> TAREAS PENDIENTES
1. Vuelve a escribir la parte del fragmento que abre con las palabras "Hay también esperpentos" y cierra con "humanos… en Pekín.", sustituyendo "esperpentos" por "disparates".
2. Responde según el fragmento:
(a) ¿Qué celebración organiza Zapatero para fin de año y en qué ciudad?
(b) ¿En qué año se consagró la democracia representativa?
(c) ¿Qué partido se menciona?

> FRAGMENTO MOSTRADO
Hay también esperpentos bien intencionados, como lo fue la rendición de Santoña, o lo es el más reciente de Caracas con dos esbirros de un dictador coaccionando y fotografiando a placer en un espacio diplomático español. El incansable Zapatero nos prepara uno mejor para fin de año al organizar una celebración de los derechos humanos… en Pekín.

Más allá de estos episodios, es la actual situación política de España la que únicamente puede ser entendida por medio del espejo cóncavo. En primer plano, un protagonista individual, nuestro presidente, lleva a cabo paso a paso una mutación del régimen constitucional, la democracia representativa consagrada en 1978, en el sentido de una concentración de los tres poderes en su persona, la conversión de su partido -el PSOE- en un bloque monolítico bajo su mando y la pretensión recién confirmada de instaurar la «intervención» sobre los medios de comunicación, susceptible de acabar con «el fango» y «los bulos». Léase en un movimiento convergente con el de acabar con toda resistencia de la judicatura, pretende eliminar unas informaciones y unas críticas que no solo atentan ya contra su voluntad de poder, sino que contravienen el principio de inviolabilidad que asigna a su entorno personal.

> EXTRACTO DE DATOS
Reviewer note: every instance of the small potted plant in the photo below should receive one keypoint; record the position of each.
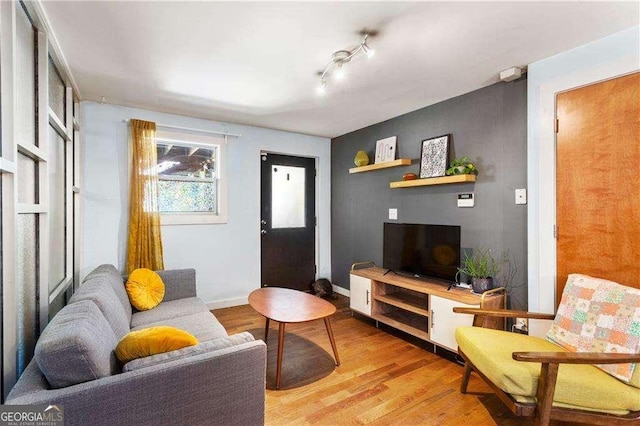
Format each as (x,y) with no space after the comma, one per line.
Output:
(461,166)
(482,267)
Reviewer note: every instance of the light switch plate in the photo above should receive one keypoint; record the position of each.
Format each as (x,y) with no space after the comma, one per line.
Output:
(466,200)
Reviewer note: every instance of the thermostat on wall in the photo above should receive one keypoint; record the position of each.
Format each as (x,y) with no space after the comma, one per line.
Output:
(465,200)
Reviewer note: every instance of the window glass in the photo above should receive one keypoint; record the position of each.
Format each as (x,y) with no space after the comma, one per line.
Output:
(27,178)
(25,80)
(27,255)
(57,209)
(287,197)
(57,92)
(187,177)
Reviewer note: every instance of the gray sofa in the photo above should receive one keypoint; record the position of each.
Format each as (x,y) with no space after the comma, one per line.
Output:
(219,381)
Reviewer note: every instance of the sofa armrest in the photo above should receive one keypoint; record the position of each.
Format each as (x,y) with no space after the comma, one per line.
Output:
(576,357)
(222,387)
(178,283)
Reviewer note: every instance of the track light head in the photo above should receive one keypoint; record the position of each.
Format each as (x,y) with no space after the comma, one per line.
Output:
(339,58)
(339,74)
(367,50)
(322,88)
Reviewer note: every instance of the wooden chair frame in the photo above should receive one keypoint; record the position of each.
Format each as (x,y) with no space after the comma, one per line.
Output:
(543,411)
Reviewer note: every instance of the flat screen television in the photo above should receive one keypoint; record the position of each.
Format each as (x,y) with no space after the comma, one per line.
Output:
(422,250)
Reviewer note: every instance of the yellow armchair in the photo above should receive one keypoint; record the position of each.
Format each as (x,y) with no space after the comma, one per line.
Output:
(538,378)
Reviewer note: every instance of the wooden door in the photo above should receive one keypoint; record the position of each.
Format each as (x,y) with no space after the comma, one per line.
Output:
(288,221)
(598,182)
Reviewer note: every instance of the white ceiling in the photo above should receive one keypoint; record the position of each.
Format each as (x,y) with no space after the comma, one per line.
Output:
(256,63)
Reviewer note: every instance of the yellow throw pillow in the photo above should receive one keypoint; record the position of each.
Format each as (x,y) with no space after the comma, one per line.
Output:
(152,341)
(145,289)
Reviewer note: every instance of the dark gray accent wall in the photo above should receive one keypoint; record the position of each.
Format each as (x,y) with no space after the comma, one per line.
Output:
(490,127)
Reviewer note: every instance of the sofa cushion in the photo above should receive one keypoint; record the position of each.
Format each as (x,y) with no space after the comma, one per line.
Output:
(102,294)
(597,315)
(145,289)
(168,310)
(152,341)
(204,347)
(578,386)
(204,325)
(110,275)
(77,346)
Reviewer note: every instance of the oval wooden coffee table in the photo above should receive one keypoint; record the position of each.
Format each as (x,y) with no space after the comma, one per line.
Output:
(286,306)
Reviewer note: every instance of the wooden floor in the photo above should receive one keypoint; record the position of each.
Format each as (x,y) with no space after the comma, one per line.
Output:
(386,377)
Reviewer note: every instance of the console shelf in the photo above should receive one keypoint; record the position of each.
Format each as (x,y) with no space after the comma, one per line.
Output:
(443,180)
(404,301)
(418,306)
(387,164)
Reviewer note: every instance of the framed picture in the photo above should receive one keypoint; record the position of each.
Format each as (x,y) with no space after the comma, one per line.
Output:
(386,150)
(435,154)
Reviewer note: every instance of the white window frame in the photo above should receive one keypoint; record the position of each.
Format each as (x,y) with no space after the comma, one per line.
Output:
(199,218)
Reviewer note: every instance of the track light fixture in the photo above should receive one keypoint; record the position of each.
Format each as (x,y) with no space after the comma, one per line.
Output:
(338,59)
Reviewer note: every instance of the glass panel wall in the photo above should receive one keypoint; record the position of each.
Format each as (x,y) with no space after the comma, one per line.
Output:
(57,92)
(27,187)
(57,209)
(25,79)
(27,278)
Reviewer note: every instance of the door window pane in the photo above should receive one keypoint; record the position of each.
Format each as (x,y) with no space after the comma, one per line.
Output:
(25,80)
(57,209)
(27,278)
(27,179)
(56,92)
(287,197)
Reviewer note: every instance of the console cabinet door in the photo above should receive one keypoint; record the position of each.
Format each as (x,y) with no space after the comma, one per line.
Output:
(444,321)
(360,294)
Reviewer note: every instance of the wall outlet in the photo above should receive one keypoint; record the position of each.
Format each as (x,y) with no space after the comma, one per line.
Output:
(521,196)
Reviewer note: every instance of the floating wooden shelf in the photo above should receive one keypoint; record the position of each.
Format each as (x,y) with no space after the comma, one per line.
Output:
(371,167)
(433,181)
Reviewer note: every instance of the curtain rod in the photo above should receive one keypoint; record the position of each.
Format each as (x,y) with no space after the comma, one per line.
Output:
(168,126)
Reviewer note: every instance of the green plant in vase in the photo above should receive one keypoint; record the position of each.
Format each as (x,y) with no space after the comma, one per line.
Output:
(461,166)
(482,267)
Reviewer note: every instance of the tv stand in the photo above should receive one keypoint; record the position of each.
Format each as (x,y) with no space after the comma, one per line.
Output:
(421,307)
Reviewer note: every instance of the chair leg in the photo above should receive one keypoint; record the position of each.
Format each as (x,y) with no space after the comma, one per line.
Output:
(465,377)
(544,395)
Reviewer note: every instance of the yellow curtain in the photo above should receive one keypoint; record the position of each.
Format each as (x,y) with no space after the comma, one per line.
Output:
(144,249)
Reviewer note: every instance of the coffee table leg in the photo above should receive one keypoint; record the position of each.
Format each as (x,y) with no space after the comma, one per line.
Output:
(333,341)
(280,347)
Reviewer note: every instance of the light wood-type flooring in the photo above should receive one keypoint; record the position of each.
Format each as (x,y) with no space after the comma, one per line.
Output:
(386,377)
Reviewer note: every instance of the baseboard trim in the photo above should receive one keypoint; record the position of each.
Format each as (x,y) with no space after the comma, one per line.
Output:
(228,303)
(341,290)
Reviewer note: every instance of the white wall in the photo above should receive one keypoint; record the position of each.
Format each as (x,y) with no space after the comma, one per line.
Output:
(226,256)
(609,57)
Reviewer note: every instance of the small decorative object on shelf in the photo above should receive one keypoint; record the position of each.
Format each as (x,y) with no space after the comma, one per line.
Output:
(386,150)
(462,166)
(409,176)
(435,153)
(361,159)
(482,267)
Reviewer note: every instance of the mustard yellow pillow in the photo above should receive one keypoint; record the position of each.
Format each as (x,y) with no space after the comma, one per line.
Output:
(145,289)
(152,341)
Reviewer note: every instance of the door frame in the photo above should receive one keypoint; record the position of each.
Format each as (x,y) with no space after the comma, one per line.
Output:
(316,210)
(541,177)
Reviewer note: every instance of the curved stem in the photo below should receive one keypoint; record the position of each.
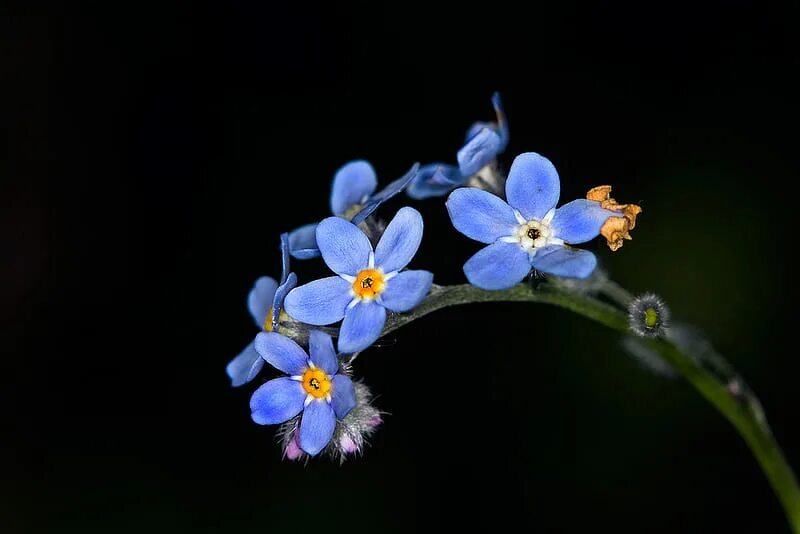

> RESULTADOS OBTENIDOS
1.
Hay también disparates bien intencionados, como lo fue la rendición de Santoña, o lo es el más reciente de Caracas con dos esbirros de un dictador coaccionando y fotografiando a placer en un espacio diplomático español. El incansable Zapatero nos prepara uno mejor para fin de año al organizar una celebración de los derechos humanos… en Pekín.

2.
(a) Una celebración de los derechos humanos, en Pekín.
(b) En 1978.
(c) El PSOE.